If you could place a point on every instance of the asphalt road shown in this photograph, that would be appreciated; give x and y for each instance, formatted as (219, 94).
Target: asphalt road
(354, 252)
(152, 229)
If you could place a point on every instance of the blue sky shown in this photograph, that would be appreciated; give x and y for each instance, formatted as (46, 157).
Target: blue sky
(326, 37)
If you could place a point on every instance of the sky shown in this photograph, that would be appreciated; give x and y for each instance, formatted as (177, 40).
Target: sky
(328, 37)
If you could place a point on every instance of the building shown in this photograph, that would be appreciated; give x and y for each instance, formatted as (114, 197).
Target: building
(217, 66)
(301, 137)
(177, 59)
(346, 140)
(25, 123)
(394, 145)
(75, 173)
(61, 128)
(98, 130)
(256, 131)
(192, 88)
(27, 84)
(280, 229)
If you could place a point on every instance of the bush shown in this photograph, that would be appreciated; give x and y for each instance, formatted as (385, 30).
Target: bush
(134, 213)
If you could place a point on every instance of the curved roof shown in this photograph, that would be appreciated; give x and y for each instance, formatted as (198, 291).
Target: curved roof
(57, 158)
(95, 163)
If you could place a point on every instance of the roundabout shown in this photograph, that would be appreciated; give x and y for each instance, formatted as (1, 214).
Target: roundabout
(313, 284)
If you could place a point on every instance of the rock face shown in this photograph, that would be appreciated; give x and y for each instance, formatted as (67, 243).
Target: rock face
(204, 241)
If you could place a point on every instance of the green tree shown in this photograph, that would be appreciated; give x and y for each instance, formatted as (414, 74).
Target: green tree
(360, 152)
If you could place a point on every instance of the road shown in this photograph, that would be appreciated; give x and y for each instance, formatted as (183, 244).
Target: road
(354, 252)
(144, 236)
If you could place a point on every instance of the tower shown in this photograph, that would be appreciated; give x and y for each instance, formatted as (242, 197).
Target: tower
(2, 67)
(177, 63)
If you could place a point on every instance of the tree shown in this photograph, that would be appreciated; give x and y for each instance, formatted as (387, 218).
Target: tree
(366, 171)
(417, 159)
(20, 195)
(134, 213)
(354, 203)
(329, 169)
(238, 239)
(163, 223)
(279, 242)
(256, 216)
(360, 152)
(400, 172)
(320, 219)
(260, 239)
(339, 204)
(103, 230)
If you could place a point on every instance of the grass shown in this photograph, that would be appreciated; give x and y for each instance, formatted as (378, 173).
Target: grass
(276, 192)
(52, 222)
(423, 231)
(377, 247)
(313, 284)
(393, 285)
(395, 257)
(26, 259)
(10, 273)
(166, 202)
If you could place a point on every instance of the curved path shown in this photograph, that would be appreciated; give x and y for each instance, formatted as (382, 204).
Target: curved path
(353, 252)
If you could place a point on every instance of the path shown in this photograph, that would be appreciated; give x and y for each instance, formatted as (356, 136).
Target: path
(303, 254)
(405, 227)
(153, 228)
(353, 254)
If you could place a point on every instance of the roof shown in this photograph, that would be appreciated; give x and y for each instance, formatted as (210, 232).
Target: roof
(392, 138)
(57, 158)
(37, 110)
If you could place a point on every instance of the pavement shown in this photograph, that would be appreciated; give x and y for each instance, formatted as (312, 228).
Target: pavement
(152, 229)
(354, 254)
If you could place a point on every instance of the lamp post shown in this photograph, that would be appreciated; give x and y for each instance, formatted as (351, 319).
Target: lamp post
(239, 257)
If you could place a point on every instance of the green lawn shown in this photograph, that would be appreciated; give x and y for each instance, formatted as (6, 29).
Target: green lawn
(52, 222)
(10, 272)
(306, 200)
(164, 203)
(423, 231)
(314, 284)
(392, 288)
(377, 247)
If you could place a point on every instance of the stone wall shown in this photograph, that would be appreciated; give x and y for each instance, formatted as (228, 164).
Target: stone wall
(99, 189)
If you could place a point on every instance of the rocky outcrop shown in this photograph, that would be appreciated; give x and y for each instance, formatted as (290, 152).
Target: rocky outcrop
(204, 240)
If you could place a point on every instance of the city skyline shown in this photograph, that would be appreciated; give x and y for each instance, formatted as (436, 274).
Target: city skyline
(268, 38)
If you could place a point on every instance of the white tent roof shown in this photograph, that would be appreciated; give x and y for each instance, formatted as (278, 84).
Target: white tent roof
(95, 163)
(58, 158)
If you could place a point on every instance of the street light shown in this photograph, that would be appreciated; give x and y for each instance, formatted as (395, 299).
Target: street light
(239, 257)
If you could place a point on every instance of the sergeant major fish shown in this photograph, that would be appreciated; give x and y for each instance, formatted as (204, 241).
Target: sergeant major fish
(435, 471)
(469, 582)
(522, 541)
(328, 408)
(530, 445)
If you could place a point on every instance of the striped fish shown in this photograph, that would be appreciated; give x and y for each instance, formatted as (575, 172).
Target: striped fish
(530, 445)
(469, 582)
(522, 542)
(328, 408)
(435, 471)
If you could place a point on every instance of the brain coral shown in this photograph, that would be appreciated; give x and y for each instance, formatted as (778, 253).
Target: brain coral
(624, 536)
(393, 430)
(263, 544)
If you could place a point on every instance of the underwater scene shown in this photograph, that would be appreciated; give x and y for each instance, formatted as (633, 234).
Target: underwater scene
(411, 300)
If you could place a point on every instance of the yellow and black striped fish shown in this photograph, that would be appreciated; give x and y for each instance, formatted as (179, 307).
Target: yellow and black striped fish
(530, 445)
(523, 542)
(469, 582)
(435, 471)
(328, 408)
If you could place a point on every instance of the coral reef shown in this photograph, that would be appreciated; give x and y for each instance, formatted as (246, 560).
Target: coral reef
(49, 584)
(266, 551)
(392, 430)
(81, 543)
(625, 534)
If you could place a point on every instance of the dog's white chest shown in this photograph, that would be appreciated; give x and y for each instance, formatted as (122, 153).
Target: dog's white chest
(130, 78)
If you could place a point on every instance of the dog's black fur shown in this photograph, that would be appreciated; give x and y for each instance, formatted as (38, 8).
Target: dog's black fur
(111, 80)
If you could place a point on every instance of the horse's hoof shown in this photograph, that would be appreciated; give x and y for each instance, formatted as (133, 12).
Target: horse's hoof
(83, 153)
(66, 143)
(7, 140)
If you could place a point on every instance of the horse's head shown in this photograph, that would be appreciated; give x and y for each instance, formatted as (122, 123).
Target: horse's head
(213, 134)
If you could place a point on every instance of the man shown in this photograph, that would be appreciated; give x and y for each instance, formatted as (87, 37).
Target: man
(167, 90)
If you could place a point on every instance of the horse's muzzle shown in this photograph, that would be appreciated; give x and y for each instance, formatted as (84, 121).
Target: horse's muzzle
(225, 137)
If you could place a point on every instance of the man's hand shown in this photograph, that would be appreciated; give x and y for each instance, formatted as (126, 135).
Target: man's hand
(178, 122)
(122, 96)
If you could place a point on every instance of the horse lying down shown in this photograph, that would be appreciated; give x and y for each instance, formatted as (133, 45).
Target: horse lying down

• [Exercise directions]
A complete and exact repetition of the entries is required.

• [Expected answer]
If you could place a point on every instance of the asphalt road shown in this photograph, that would be appreciated; give x and y for each instance, formatted as (219, 94).
Target: asphalt road
(354, 252)
(152, 229)
If you could place a point on every instance of the blue sky shown in this photograph, that would be appreciated; give x and y for each instance, formatted as (46, 157).
Target: blue sky
(326, 37)
If you could place a point on every instance of the sky shown in this photograph, that would be appreciated; give x and y for each instance, formatted as (177, 40).
Target: sky
(328, 37)
If you could place a point on every instance of the building shown in this photograph, that would be appreciated; give x and y for each instance, formatted as (114, 197).
Target: building
(217, 66)
(301, 137)
(177, 59)
(346, 140)
(25, 123)
(394, 145)
(75, 173)
(61, 128)
(98, 130)
(256, 131)
(192, 88)
(27, 84)
(280, 229)
If you could place a point on every instance of the bush shown in this photograph, that would be appreciated; give x and y for each instance, formatted as (385, 30).
Target: bush
(134, 213)
If you could place a point on every instance of the curved roof shown in this photograph, that would be appreciated; give x and y for each instance, formatted as (198, 291).
Target: curved roof
(57, 158)
(95, 163)
If you could place a point on every instance of the roundabout shown in this photograph, that would be appreciated; give x and y for each instance, formatted as (1, 214).
Target: roundabout
(313, 284)
If you could place a point on every instance of the rock face shown in this photograph, that would be appreciated; give x and y for each instance, formatted as (67, 243).
Target: rock face
(204, 241)
If you could place a point on every instance of the green tree shown in this photograph, that would be appreciated; give x and y for each instance, formatted as (414, 74).
Target: green tree
(360, 152)
If you could place a point on every instance of the road shown in this photograph, that would be appreciated; give x and y for each instance, formatted as (183, 244).
Target: road
(354, 252)
(144, 236)
If you could place a point on every instance of the tower shown in this photograph, that would be appreciated; give x and y for each instance, formatted as (242, 197).
Target: tower
(2, 67)
(177, 63)
If you could place a point on every instance of the tree shown in this photograph, that would be appreciated; give x and y for each instance, formatted as (387, 218).
Target: tree
(366, 171)
(417, 159)
(20, 195)
(134, 213)
(354, 203)
(329, 169)
(238, 239)
(163, 223)
(279, 242)
(256, 216)
(360, 152)
(400, 172)
(320, 219)
(260, 239)
(339, 204)
(103, 230)
If you could place a point on every instance of the grass shown in this photograph, that would be appreciated; give x and y for each instance, formatted as (378, 173).
Target: grass
(276, 192)
(52, 222)
(423, 231)
(377, 247)
(313, 284)
(393, 285)
(395, 257)
(26, 259)
(10, 273)
(166, 202)
If you could place a point on every instance of the curved path shown in this photograph, that would be appreciated; give x and y for each instance, formatted as (382, 204).
Target: curved path
(353, 252)
If you could place a point on every instance of the path shown in this photograph, that would be appreciated; give x and y for each instance, formatted as (356, 136).
Target: path
(303, 254)
(405, 227)
(153, 228)
(353, 254)
If you could place a point on every instance of the roof shown in this photograph, that would be appreciated; give x and y for each instance, formatted as (210, 232).
Target: roof
(392, 138)
(57, 158)
(37, 110)
If you could place a point on every instance of the pavement shown in this photograph, that would be appreciated; give x and y for each instance, formatted as (312, 228).
Target: pavement
(152, 229)
(354, 254)
If you could place a point on every instance of the lamp post shown in this photograph, that would be appreciated; give x and y for each instance, formatted as (351, 319).
Target: lamp post
(239, 257)
If you could place a point on every instance of the green lawn shown in this photograph, that would be appreciated; give x and y for each instance, formatted as (6, 29).
Target: green lawn
(52, 222)
(10, 272)
(306, 200)
(164, 203)
(423, 231)
(314, 284)
(392, 288)
(377, 247)
If you could place a point on every instance of the stone wall shown in this photograph, that would be appreciated; give x and y for each instance, formatted as (228, 164).
Target: stone wall
(99, 189)
If you could place a point on every instance of the rocky outcrop shown in this photograph, that would be appreciated; give x and y for each instance, formatted as (290, 152).
Target: rocky outcrop
(204, 240)
If you could place a point on every instance of the city skyline shown in this photograph, that would be appreciated; give x and y for each instance, formatted as (436, 274).
Target: city skyline
(268, 38)
If you could place a point on every instance of the white tent roof shown in this photograph, that would be appreciated; give x and y for each instance, formatted as (278, 84).
Target: white tent roof
(95, 163)
(58, 158)
If you could place a point on every instance of the street light shown in this photograph, that would be appreciated; give x and y for each instance, formatted as (395, 299).
Target: street light
(239, 257)
If you could place a point on every instance of the sergeant major fish shown in this photograph, that would be appreciated; give x and y for each instance, formatted as (204, 241).
Target: sergeant major fish
(435, 471)
(469, 582)
(522, 541)
(328, 408)
(530, 445)
If you could place a point on every instance of the striped fish shown in this photograph, that would be appreciated; give x and y for each instance, formatted as (575, 172).
Target: striped fish
(530, 445)
(469, 582)
(522, 542)
(328, 408)
(435, 471)
If you could place a point on every instance of the brain coral shown in this photograph, that would be appreciated; give x and y for each instance, formatted as (778, 253).
Target: brain coral
(624, 536)
(393, 430)
(263, 544)
If you could place a point on every instance of the underwater scene shown in this photograph, that would be appreciated; give x and y for each instance, formatted as (633, 234).
Target: underwater scene
(411, 300)
If you could place a point on every instance of the yellow and black striped fish shown in this photograph, that would be appreciated; give x and y for each instance, formatted as (179, 307).
Target: yellow and black striped fish
(530, 445)
(523, 542)
(469, 582)
(435, 471)
(328, 408)
If you could place a point on every instance of the coral reef shown in this photograph, that would be appreciated; give x and y for each instance, formatted as (246, 560).
Target: coral reef
(49, 584)
(266, 551)
(392, 430)
(81, 543)
(625, 534)
If you could place a point on every instance of the dog's white chest shown in this photograph, that would be appreciated; give x and y for each instance, formatted as (122, 153).
Target: dog's white chest
(130, 78)
If you could place a point on every instance of the dog's black fur shown in this photograph, that would be appreciated; give x and y for each instance, formatted as (38, 8).
Target: dog's black fur
(111, 80)
If you could place a point on every instance of the horse's hoof shown in this photograph, that would be appreciated; give x and y for each instance, formatted as (133, 12).
Target: horse's hoof
(83, 153)
(66, 143)
(7, 140)
If you could place a point on every instance of the horse's head shown in this photograph, that would be appreciated; give x and y for each instance, formatted as (122, 123).
Target: horse's head
(213, 134)
If you could place a point on every instance of the man shown in this photograph, that would be appreciated; give x and y for each instance, formatted as (87, 37).
Target: man
(167, 90)
If you could place a point on every instance of the horse's muzzle shown in this photograph, that would be appreciated; give x and y for each instance, formatted as (84, 121).
Target: horse's muzzle
(225, 137)
If you could place a point on every instance of the man's hand shown in this photograph, that would be appreciated; give x and y for each instance, formatted as (126, 135).
Target: man's hand
(178, 122)
(122, 96)
If you could place a point on every instance of the horse lying down shown in this photograph, that would be appreciated; give x and y for each instance, formatted as (133, 45).
Target: horse lying down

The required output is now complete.